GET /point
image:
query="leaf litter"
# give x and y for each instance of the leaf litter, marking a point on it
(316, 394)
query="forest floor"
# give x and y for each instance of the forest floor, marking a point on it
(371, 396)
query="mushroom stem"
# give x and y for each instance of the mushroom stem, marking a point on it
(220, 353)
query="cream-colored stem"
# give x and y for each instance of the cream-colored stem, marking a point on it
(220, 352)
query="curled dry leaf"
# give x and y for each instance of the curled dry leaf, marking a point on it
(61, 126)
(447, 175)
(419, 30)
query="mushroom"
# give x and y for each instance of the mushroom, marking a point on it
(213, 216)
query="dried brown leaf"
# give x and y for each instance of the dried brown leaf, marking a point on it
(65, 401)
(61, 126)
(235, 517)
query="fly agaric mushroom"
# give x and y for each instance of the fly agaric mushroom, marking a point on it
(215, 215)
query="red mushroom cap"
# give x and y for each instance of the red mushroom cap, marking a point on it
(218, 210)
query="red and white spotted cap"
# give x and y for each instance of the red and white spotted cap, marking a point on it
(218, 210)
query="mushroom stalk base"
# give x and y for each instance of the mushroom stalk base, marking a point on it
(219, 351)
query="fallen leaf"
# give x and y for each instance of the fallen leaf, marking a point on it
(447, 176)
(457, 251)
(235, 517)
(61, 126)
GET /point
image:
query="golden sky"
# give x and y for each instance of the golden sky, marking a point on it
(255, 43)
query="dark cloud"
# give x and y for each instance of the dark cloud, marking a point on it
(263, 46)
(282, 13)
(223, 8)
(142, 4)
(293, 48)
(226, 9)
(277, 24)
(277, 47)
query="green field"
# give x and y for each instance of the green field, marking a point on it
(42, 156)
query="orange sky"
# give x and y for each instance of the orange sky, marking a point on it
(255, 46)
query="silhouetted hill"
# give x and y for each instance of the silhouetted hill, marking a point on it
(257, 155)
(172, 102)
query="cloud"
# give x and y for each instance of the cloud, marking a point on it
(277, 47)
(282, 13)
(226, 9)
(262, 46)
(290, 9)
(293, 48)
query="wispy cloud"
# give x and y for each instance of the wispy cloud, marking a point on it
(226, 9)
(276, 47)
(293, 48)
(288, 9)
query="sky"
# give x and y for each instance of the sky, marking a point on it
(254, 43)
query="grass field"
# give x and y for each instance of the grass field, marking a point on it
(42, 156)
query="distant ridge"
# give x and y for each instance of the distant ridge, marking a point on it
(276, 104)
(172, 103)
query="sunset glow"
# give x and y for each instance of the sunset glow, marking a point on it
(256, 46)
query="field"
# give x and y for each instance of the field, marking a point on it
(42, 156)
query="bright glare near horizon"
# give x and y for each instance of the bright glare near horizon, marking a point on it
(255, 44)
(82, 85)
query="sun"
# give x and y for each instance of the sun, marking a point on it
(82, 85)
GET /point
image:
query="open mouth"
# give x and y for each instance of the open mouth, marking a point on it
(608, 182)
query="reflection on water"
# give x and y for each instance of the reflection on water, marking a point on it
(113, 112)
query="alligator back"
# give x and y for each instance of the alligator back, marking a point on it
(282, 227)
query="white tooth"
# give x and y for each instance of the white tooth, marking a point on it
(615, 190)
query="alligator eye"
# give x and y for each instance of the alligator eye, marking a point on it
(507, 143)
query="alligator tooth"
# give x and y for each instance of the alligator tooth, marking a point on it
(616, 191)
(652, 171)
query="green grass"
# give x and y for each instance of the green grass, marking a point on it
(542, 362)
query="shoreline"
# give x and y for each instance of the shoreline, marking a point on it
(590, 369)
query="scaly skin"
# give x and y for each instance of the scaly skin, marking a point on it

▸ **REQUEST**: Pull out each line of the listing above that contains the string "shoreline".

▸ **FULL SOLUTION**:
query="shoreline"
# give x and y for each instance of the shoreline, marking a point on it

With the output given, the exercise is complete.